- **SOURCE DOCUMENT**

'''

That was really useful, because it meant that the member of staff did not have to wander around endlessly at night to see if everybody was all right. It enhanced the dignity of the person, who was able to have much more independence but was supported and safe. It was quite cheap to retrofit the piece of equipment. It saved staff time, enhanced user experience and made more efficient use of staff resource. Those sorts of things can be really helpful as direct services to people.
We need to look at some of the back-office functions. I was in a care home recently talking to a lady. She and I had a cup of tea, and the care worker could slip into an iPhone that the person had had so many millilitres of liquid, push a button, and it went into the care plan. There was a clear audit trail that that person had had their liquids. That, of course, stopped the care worker having to rush to the office to write it all down. It was a more failsafe system and enabled the care worker to have more time to talk to residents.

'''

- **DATA RECORDS**
'''

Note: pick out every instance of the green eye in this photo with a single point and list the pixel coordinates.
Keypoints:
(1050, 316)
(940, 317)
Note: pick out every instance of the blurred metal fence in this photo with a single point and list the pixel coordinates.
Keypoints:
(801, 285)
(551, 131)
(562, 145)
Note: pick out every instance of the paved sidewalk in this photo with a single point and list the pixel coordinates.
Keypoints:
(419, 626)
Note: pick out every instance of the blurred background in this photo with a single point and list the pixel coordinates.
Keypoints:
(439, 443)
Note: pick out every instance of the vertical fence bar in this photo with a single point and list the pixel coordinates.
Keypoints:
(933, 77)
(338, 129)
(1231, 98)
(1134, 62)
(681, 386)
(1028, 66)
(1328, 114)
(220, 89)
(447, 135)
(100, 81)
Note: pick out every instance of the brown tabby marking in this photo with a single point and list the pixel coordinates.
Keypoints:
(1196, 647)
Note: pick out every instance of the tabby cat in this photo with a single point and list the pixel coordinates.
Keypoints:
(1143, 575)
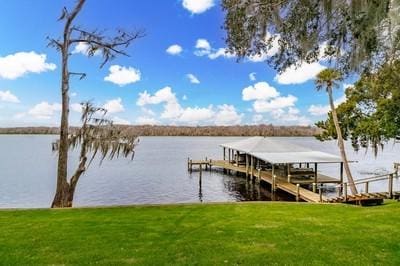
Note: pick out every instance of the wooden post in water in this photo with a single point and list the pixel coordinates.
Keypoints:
(247, 166)
(341, 179)
(316, 173)
(224, 156)
(320, 193)
(273, 187)
(251, 167)
(237, 158)
(391, 186)
(200, 171)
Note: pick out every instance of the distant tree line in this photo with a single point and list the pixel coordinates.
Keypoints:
(157, 130)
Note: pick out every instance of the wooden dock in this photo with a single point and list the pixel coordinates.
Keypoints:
(266, 176)
(294, 188)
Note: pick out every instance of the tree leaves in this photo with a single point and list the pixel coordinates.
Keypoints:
(354, 28)
(370, 117)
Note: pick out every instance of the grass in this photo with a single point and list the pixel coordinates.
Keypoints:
(204, 234)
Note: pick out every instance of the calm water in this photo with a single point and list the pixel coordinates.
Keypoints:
(158, 174)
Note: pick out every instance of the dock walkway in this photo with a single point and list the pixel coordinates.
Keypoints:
(266, 176)
(294, 187)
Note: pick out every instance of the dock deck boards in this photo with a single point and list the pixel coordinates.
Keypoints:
(291, 187)
(266, 176)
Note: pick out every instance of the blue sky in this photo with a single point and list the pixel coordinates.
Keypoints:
(177, 74)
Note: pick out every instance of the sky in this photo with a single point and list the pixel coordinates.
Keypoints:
(178, 74)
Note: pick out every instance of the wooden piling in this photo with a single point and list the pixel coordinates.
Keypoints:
(247, 166)
(289, 176)
(391, 186)
(200, 175)
(316, 173)
(252, 167)
(320, 193)
(200, 170)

'''

- **QUESTIONS TO ANSWER**
**a.** In the passage on care technology, where did the care worker's entry go after a button was pushed?
**b.** Decide whether each statement agrees with the passage on care technology, answering yes or no and quoting the deciding words: (i) The piece of equipment was expensive to retrofit. (ii) Recording liquids on the iPhone produced an audit trail. (iii) The care worker still had to go to the office to write everything down.
**c.** Proceed with the passage on care technology, starting after its final sentence.

- **ACTIVITY ANSWERS**
**a.** Into the care plan.

**b.**
(i) No: "It was quite cheap to retrofit the piece of equipment."
(ii) Yes: "There was a clear audit trail that that person had had their liquids."
(iii) No: "That, of course, stopped the care worker having to rush to the office to write it all down."

**c.**
There are some simple ways to use technology that help to deliver a better experience for the service user and more efficiency in the system. We have to start thinking strategically about making a greater noise when we see good technology. I suppose I should criticise myself, as I have been quite bad at that, and I will get better in future.
Douglas Cooper: I agree with Professor Green’s point. Anecdotally, the take-up of information technology in the sector purely for administrative tasks could be greatly extended to improve the efficiency of back-office functions.
Colin Angel: In home care, technology is being used to improve productivity, with better rostering of care workers, and making sure, through route planning, that travel distance and time is limited. We are seeing the development of systems that can detect a care worker not turning up or being late, and notifying families when that happens, as well as being concerned about whether something has happened to the worker.
Online records, including medication records, with real-time information, can, with the service user’s permission, be shared with family members, giving them greater confidence that care is being delivered. There are things that assist people with independence and remaining at home, such as being able to order their medicines, booking appointments and—something I am particularly keen on—online grocery shopping, which is delivered to their front door and they get the products they want roughly at the time they specify.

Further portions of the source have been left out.